[Start Supplied passage]
It’s often suggested that we live in more selfish, individualistic times than ever before. Yet look around.  I see more examples of people coming together to fight a cause than ever took place in a so-called gilded age of community ‘when we were young’. Technology may well be the enabler, but people with common purpose are the driving force that is changing and challenging our great institutions from politics to health and media to finance. Co-operate to compete. Welcome to the ‘we’ generation.

At Forster, collaboration is one of our core values – it’s fundamental to how we think and work. It’s how we view our client relationships. We’re great connectors and networkers – a bit like a dating agency in that respect! We love working in partnership. We like making the connections. It’s much better together. We know it works.
[End Supplied passage]
Actions to take
1) List the areas the passage on collaboration gives as examples of the great institutions being changed and challenged.
2) Retype the part of the passage on collaboration that opens with the words containing "At Forster, collaboration" and closes with "know it works.".
The records are separate material, unrelated to the passage on collaboration.
[Start Records]
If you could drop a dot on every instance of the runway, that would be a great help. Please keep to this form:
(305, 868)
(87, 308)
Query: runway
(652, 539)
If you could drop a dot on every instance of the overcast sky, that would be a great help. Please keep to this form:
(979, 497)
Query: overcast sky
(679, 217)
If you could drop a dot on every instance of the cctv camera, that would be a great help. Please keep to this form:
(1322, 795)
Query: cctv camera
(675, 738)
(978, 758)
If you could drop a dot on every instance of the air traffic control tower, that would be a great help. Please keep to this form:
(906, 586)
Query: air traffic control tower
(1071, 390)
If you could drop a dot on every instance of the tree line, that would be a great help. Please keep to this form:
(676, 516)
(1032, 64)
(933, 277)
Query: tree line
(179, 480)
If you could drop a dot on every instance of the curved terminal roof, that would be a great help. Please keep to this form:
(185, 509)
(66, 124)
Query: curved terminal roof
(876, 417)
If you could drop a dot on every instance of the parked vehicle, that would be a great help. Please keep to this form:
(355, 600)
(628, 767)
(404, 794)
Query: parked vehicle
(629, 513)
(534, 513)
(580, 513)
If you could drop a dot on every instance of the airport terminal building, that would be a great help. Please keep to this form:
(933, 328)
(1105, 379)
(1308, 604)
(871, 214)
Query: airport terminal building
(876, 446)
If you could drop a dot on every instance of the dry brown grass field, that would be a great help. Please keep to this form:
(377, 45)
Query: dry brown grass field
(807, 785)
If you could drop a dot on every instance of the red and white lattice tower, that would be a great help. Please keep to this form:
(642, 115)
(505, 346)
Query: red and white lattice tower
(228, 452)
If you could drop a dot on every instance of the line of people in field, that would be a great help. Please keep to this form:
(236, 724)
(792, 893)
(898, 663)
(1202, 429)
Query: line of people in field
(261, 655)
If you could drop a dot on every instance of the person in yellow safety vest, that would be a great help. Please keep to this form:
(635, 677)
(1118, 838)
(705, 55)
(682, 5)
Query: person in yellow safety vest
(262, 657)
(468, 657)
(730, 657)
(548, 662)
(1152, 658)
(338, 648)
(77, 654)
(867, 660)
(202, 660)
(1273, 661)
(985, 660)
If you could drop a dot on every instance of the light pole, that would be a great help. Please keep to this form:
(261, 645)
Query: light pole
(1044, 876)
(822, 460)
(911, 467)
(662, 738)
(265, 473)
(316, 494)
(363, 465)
[End Records]
Final answers
1) politics, health, media, finance

2)
At Forster, collaboration is one of our core values – it’s fundamental to how we think and work. It’s how we view our client relationships. We’re great connectors and networkers – a bit like a dating agency in that respect! We love working in partnership. We like making the connections. It’s much better together. We know it works.